DATA TO PROCESS:
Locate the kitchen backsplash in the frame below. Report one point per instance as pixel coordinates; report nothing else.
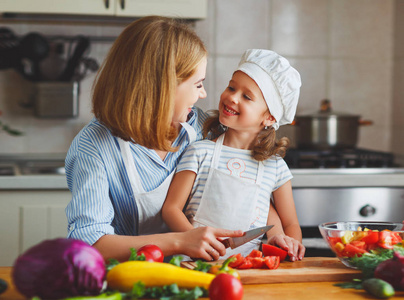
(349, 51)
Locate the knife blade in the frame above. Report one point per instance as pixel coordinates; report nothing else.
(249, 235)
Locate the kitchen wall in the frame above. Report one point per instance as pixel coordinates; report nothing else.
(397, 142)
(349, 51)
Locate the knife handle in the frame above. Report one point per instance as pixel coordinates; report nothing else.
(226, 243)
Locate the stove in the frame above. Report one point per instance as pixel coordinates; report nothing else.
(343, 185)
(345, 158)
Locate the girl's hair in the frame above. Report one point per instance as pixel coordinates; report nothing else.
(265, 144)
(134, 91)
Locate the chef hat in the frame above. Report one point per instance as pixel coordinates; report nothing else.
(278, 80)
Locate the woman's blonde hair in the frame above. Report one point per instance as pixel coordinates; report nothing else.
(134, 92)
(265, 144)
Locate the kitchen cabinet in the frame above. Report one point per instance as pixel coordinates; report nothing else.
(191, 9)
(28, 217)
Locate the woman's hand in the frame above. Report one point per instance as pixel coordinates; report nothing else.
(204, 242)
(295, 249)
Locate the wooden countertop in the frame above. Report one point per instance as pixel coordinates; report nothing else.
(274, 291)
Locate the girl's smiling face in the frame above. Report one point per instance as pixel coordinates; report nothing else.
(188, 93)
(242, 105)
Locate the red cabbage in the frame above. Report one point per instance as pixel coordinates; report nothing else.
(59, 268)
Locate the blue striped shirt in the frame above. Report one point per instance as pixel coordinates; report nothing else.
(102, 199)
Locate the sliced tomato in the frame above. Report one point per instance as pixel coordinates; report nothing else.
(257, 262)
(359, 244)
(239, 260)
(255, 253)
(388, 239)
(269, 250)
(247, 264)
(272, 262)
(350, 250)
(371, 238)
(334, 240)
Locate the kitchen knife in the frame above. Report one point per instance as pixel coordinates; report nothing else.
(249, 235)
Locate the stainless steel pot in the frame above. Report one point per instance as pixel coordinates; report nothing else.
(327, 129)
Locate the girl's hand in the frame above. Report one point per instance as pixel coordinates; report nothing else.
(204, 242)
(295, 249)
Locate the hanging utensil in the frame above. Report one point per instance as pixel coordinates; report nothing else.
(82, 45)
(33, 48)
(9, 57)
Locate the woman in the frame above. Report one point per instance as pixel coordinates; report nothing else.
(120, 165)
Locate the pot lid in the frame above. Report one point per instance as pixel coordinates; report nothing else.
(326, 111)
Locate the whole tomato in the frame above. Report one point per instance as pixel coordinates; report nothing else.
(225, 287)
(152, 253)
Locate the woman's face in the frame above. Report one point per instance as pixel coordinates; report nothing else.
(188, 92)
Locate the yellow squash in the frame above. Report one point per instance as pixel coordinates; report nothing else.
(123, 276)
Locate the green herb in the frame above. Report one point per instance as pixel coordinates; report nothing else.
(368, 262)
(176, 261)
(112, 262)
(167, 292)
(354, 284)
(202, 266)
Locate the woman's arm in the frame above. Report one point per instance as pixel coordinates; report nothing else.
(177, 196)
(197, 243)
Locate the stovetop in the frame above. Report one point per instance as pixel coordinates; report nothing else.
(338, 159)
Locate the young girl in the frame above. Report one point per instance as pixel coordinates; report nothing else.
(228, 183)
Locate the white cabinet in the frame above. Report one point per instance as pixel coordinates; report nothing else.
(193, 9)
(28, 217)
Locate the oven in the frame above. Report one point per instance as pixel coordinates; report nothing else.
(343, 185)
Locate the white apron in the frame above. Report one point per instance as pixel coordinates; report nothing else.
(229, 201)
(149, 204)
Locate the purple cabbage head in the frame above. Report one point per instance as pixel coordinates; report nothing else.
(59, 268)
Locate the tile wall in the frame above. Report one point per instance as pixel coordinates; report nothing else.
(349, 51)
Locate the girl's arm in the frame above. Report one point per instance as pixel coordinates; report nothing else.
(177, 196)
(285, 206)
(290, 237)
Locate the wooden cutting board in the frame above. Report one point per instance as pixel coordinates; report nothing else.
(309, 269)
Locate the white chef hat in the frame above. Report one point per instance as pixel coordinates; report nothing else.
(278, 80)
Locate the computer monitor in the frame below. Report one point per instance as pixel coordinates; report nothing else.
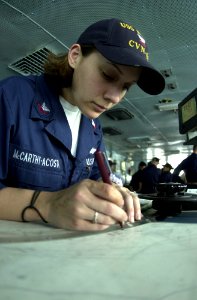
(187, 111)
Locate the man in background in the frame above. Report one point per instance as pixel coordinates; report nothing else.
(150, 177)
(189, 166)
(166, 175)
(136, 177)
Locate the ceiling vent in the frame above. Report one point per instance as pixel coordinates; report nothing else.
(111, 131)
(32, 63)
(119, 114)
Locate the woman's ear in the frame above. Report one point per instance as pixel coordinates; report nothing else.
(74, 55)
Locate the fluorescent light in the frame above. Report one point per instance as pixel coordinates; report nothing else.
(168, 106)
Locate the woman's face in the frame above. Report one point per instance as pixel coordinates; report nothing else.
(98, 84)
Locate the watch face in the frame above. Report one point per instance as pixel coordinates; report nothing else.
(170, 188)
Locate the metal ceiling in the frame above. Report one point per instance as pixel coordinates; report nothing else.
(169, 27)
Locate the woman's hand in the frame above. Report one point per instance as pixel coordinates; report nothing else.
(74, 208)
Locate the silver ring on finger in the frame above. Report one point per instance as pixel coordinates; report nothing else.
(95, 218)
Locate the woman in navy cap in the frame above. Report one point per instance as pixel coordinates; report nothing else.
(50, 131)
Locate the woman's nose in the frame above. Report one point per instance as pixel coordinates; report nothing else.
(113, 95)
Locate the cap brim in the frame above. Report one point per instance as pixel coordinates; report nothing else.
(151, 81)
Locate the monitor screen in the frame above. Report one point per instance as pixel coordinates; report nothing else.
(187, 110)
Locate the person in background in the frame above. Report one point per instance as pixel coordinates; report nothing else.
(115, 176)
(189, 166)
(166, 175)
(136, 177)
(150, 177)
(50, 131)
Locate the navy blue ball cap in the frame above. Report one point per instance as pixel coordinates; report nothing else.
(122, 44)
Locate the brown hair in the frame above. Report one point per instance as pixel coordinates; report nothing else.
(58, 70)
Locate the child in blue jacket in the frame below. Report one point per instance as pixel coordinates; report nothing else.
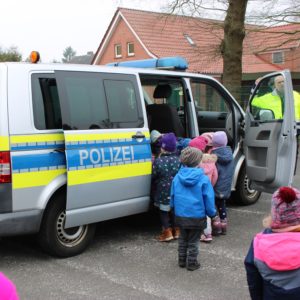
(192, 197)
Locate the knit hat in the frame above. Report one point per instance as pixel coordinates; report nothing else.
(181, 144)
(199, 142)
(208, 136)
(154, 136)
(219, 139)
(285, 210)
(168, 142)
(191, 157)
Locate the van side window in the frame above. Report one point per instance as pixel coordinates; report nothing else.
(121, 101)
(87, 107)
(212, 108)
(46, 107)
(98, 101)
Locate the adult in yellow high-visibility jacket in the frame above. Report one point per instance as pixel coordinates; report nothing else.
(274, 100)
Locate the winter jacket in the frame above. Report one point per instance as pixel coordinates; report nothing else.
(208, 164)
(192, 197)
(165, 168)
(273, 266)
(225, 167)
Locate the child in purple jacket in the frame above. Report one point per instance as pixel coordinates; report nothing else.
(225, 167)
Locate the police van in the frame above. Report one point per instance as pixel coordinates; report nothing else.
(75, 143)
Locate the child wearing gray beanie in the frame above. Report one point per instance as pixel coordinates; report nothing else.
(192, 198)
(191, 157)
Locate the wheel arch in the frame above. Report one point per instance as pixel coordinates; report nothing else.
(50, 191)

==

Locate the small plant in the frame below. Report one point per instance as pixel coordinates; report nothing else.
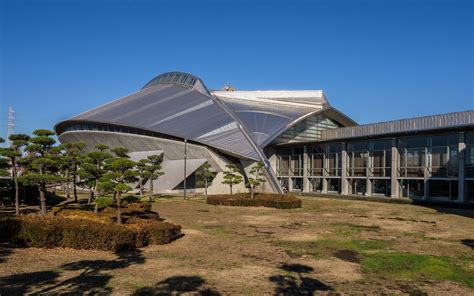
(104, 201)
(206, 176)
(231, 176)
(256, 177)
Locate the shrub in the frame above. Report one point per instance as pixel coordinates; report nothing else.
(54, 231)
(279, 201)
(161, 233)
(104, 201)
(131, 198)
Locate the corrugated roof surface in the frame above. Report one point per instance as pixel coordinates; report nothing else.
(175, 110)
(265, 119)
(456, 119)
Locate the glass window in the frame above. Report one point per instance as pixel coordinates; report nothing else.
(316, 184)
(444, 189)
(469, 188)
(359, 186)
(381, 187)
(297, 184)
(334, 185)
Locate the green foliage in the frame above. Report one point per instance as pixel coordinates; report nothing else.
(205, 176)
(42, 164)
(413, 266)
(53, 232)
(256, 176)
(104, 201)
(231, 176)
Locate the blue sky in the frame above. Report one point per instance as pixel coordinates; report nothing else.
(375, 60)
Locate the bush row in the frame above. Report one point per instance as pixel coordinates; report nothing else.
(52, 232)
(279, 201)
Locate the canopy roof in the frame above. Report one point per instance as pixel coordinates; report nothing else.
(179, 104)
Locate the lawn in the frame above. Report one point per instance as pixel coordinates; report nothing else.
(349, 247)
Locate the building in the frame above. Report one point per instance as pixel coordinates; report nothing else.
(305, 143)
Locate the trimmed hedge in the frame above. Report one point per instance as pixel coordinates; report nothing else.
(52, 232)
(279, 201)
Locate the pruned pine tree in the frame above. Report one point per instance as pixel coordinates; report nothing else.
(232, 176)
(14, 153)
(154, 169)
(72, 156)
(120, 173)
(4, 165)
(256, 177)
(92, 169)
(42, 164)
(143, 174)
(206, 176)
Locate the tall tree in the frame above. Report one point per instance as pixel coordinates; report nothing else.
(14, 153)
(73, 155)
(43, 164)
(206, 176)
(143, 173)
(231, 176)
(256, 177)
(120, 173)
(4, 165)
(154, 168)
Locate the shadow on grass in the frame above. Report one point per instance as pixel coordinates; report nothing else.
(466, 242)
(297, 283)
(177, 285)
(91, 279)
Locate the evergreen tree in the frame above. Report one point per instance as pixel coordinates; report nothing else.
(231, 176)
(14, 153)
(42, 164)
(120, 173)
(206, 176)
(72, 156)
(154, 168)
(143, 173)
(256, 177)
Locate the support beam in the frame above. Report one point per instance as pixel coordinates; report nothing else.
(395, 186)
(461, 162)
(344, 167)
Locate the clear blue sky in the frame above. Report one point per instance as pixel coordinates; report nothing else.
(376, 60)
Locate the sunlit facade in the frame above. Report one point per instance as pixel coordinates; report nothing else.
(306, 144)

AIM OF THE EXERCISE: Show every line of the records above that contains the word "window", copying each such line in full.

FINISHED ANSWER:
Locate the van side window in the frame above. Report one point per instance as pixel coordinates; report nothing else.
Locate the glass window in the frame above. Report one point per instance as pixel coordinates; report nothing else.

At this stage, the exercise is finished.